Consigne »
Selon le texte sur les IA à haut risque, où le fournisseur doit-il s'enregistrer avant leur mise sur le marché ?

Page »
___
Avant la mise sur le marché de ces IA à haut risque, le fournisseur devra procéder à un enregistrement dans une base de données de l’UE. Les utilisateurs qui sont des autorités, des agences ou des organismes publics ou des personnes agissant en leur nom, devront également s’enregistrer. Le fournisseur doit également mettre en place un système de gestion des risques, documenté et tenu à jour, pour identifier les risques connus et raisonnablement prévisibles pour la santé, la sécurité ou les droits fondamentaux lorsque le système est utilisé conformément à sa destination ou dans des conditions de mauvaise utilisation raisonnablement prévisibles, ainsi que les autres risques susceptibles d’apparaître. Il doit adopter des mesures appropriées et ciblées afin que le risque résiduel soit jugé acceptable, et fournir aux utilisateurs les informations requises et une formation.

Les systèmes d’IA à haut risque doivent être accompagnés d’une notice d’utilisation contenant des informations concises, complètes, exactes et claires, compréhensibles pour les utilisateurs. Ils doivent être utilisés sous un contrôle humain effectif. Les utilisateurs de systèmes d’IA à haut risque doivent prendre des mesures techniques et organisationnelles appropriées afin de garantir qu’ils utilisent ces systèmes conformément aux notices d’utilisation accompagnant les systèmes. Ils doivent confier le contrôle humain à des personnes qui disposent des compétences, de la formation et de l’autorité nécessaires ainsi que du soutien nécessaire.

Transparence. – Par ailleurs, des obligations de transparence sont prévues pour certaines IA. Ainsi, les fournisseurs doivent veiller à ce que les systèmes d’IA destinés à interagir directement avec des personnes physiques soient conçus et développés de manière à ce que les personnes concernées soient informées qu’elles interagissent avec une IA, sauf si cela ressort clairement pour une personne normalement informée et raisonnablement attentive et avisée, compte tenu des circonstances et du contexte d’utilisation. Les fournisseurs de systèmes d’IA qui génèrent des contenus de synthèse de type audio, image, vidéo ou texte, doivent veiller à ce que les résultats produits soient marqués dans un format lisible par machine et identifiables comme ayant été générés ou manipulés par une IA.
___
Jeu de données »
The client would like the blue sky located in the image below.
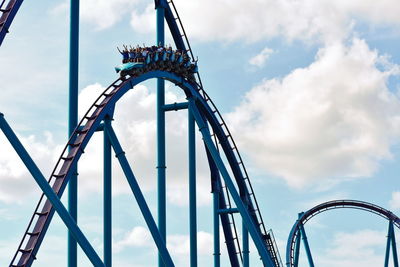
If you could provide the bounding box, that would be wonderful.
___
Réponse attendue »
Dans une base de données de l'UE.